Что сделать
Перепишите дословно весь отрывок о Чудинове, от первого до последнего слова.

Показанный отрывок
Последний раз он ходил на охоту в 2000 году, в семьдесят восемь лет. Три недели жил в хижине, бродил по лесу, рыбачил почти до самых заморозков. Следующей осенью, после инсульта, просто гулял по родной осенней тайге в окрестностях Юго-Камска, сожалея, что не может ни удить хариусов, ни прицелиться в рябчика. Впрочем, он был счастлив и от одного вида леса, пронизанного лучами солнца или спрятавшегося в холодной мороси. Эти прогулки оказались прощанием. Весной 2002 года Чудинова не стало.

Походы, раскопки, охота, рыбалка — все это было лишь внешним проявлением главного. Жизнь в понимании Чудинова была полна романтики. Как он написал однажды, романтика — это способность видеть красоту окружающей природы.

Красота раскрывалась перед ним в виде бескрайней пустыни, лесных просек, перекатов северных рек, ночной тишины. Воспоминания о встречах с ней разбросаны по страницам полевых дневников и заметок. Их немного, но за каждым видна целая картина: «Стреляли из винтовки. Сейчас сижу у костра. Михаил Григорьевич — шофер, сидит рядом. Ребятишки — Петруха и Вовка — улеглись спать. Почти тихо, слабый ветерок. Комары. Хороший вечер. К костру ползет большущий черный муравей».

Собранный материал
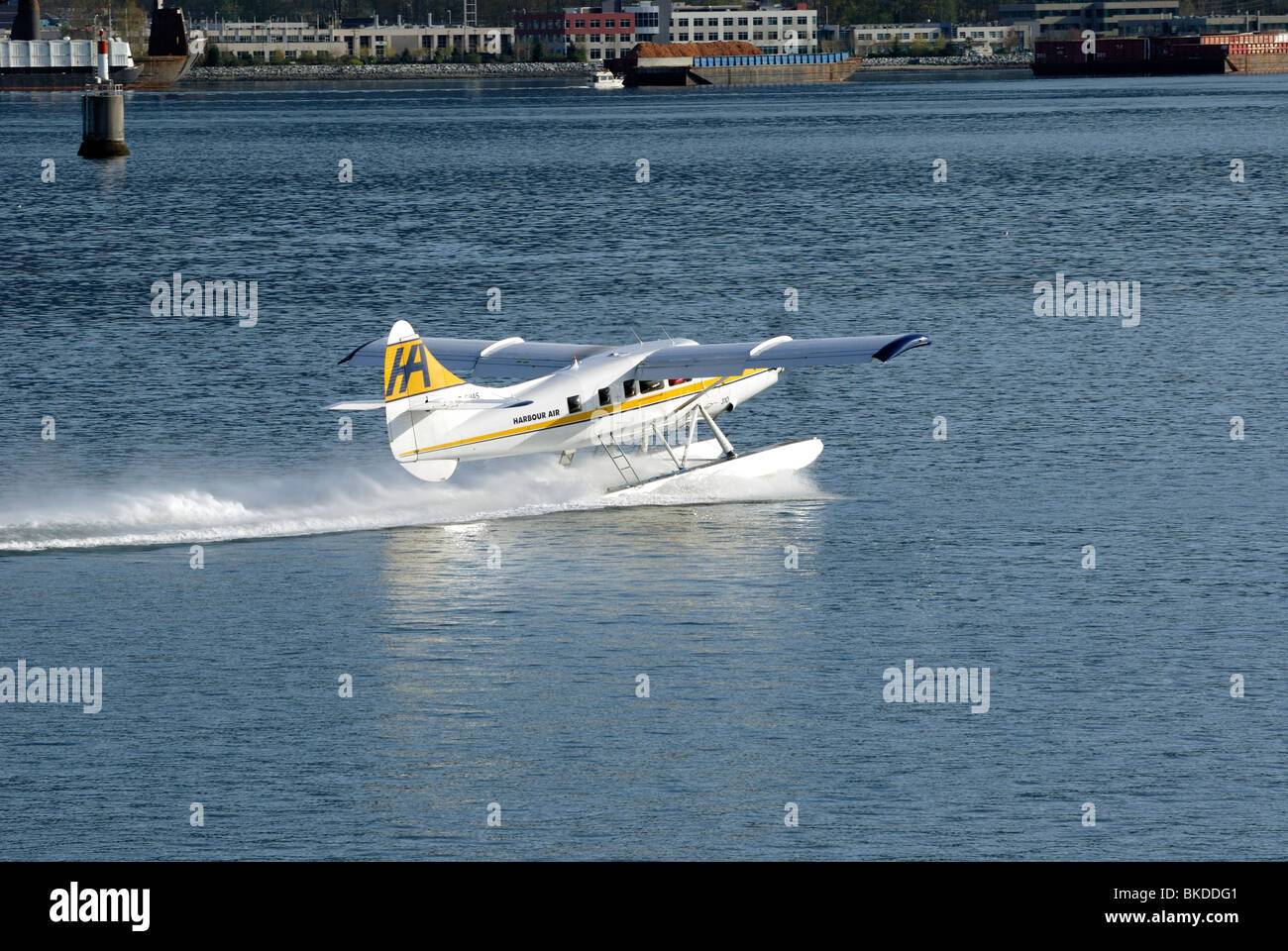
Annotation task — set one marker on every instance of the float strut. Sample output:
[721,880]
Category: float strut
[720,437]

Правильный ответ
Последний раз он ходил на охоту в 2000 году, в семьдесят восемь лет. Три недели жил в хижине, бродил по лесу, рыбачил почти до самых заморозков. Следующей осенью, после инсульта, просто гулял по родной осенней тайге в окрестностях Юго-Камска, сожалея, что не может ни удить хариусов, ни прицелиться в рябчика. Впрочем, он был счастлив и от одного вида леса, пронизанного лучами солнца или спрятавшегося в холодной мороси. Эти прогулки оказались прощанием. Весной 2002 года Чудинова не стало.

Походы, раскопки, охота, рыбалка — все это было лишь внешним проявлением главного. Жизнь в понимании Чудинова была полна романтики. Как он написал однажды, романтика — это способность видеть красоту окружающей природы.

Красота раскрывалась перед ним в виде бескрайней пустыни, лесных просек, перекатов северных рек, ночной тишины. Воспоминания о встречах с ней разбросаны по страницам полевых дневников и заметок. Их немного, но за каждым видна целая картина: «Стреляли из винтовки. Сейчас сижу у костра. Михаил Григорьевич — шофер, сидит рядом. Ребятишки — Петруха и Вовка — улеглись спать. Почти тихо, слабый ветерок. Комары. Хороший вечер. К костру ползет большущий черный муравей».